* _TEXTE FOURNI_
--------

Le pape argentin, qui avait jusqu'à présent négligé l'Europe dans ses déplacements, a surpris en choisissant de commencer en septembre par l'Albanie, pour insister sur la dimension continentale, populaire, interreligieuse et non-institutionnelle de l'idéal européen. Après Jean Paul II et Benoît XVI, qui évoquaient les racines chrétiennes de l'Europe, une visite du pape François à l'Europe était attendue, dans une période de tensions : crise économique, chômage, immigration, débats de société difficiles, et désormais aussi la menace d'une nouvelle guerre froide avec le conflit en Ukraine. Premier pape du "Nouveau monde", populaire auprès des croyants et des non-croyants, François a souvent semblé critique à l'égard de l'Europe, un continent, selon lui, vieilli et "fatigué", y compris dans sa minorité catholique, alors que les élections européennes de mai ont confirmé une poussée de l'extrême droite. 

Grande autorité

A l'invitation du président du Parlement européen, le socialiste Martin Schulz, le pape ne vient pas en tant que "chef d'Etat" mais fort de la "grande autorité que lui reconnaît une bonne partie de la communauté internationale", selon le porte-parole du Vatican Federico Lombardi. Ce n'est pas l'avis de députés espagnols  d'Izquierda Plural, qui quitteront l'hémicycle. Au nom de la laïcité, l'eurodéputé français Jean-Luc Mélenchon, fondateur du Parti de gauche (gauche radicale), a quant à lui estimé que le pape n'avait "rien à y faire".

Dans une tribune au quotidien du Vatican, Martin Schulz a au contraire estimé que la visite pourrait "sortir l'Europe de sa torpeur". Elle n'est en rien "une attaque contre la laïcité", a-t-il ajouté, évoquant un "rôle de premier plan de l'Eglise pour limiter les dégâts, matériels et immatériels, de la crise économique". Le discours du pape devrait avoir une forte dimension sociale : pour le pape, les catholiques doivent apporter leur "contribution propre" au projet européen en défendant "la solidarité avec les exclus", a expliqué le secrétaire d'Etat Pietro Parolin.

--------

* _DONNÉES BRUTES_

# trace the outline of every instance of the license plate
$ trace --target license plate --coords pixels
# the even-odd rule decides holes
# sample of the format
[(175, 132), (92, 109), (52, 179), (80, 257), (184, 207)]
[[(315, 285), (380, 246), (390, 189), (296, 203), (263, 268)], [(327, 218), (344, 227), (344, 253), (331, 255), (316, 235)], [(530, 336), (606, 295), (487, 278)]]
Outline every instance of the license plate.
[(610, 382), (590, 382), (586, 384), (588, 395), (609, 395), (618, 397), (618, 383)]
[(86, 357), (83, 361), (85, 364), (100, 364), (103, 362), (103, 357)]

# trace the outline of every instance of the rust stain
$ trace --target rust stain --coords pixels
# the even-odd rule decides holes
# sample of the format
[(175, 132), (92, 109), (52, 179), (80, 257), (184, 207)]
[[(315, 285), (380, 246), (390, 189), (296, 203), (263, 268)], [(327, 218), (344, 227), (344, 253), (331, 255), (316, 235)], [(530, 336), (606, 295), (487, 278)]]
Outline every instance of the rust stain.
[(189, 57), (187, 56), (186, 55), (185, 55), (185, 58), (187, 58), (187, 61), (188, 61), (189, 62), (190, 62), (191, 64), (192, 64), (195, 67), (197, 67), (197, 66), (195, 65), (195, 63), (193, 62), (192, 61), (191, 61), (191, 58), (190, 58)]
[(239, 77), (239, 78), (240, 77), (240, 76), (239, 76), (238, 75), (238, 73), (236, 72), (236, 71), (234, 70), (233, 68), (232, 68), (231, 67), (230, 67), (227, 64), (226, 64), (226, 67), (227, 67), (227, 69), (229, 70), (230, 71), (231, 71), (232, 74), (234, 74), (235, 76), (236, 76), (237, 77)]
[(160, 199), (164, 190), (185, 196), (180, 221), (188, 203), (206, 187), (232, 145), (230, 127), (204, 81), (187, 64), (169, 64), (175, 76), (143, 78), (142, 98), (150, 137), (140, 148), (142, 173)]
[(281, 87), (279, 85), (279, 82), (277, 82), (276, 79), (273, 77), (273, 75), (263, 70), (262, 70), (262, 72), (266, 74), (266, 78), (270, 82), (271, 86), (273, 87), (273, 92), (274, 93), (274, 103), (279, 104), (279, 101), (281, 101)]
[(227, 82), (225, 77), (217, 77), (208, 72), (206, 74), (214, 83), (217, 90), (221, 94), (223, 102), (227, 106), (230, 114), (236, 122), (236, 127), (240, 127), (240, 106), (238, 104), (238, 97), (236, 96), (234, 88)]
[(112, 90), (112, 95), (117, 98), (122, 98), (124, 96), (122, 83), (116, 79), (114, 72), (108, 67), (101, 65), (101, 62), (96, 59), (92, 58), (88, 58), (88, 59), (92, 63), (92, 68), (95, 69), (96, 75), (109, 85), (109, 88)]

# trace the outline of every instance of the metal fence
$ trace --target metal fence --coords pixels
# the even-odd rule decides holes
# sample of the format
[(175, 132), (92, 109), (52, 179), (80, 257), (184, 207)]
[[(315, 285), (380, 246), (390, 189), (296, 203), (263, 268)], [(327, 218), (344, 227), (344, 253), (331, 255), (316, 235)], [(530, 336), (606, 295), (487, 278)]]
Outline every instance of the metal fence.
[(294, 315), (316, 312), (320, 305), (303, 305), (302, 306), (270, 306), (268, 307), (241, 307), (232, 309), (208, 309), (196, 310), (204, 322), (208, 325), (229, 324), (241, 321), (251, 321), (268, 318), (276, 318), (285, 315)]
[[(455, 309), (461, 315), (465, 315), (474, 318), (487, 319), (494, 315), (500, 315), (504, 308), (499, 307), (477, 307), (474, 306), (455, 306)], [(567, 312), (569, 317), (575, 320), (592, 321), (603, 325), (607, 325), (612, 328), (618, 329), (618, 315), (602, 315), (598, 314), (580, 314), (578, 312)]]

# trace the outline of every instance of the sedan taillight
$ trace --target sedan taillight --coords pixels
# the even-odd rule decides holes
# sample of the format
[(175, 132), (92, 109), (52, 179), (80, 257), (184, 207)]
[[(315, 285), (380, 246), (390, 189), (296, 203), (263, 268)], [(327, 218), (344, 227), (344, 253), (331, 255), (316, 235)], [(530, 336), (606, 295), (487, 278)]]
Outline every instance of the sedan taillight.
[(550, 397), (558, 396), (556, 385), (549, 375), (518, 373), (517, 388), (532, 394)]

--------

Traduisez en anglais cette phrase du texte fourni : « Dans une tribune au quotidien du Vatican, Martin Schulz a au contraire estimé que la visite pourrait "sortir l'Europe de sa torpeur". »

* _RÉPONSE_
In an op-ed in the Vatican's daily newspaper, Martin Schulz, on the contrary, argued that the visit could "bring Europe out of its torpor."